_MATERIAL SHOWN_.
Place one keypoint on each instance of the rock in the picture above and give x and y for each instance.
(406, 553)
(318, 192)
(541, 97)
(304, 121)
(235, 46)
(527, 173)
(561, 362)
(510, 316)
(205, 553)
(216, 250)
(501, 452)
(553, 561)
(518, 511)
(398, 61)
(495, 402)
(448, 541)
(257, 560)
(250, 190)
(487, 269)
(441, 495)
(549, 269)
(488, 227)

_EXERCISE INSTRUCTIONS_. Repeat the material exactly. Every line should match.

_EXPECTED ANSWER_.
Place one keypoint on each instance of the rock in the picture above and give x and y for each instance.
(406, 553)
(318, 192)
(541, 97)
(304, 121)
(235, 46)
(527, 173)
(561, 362)
(510, 316)
(205, 553)
(216, 250)
(501, 452)
(553, 561)
(518, 511)
(398, 61)
(495, 402)
(448, 541)
(257, 560)
(250, 190)
(487, 269)
(441, 495)
(549, 269)
(488, 227)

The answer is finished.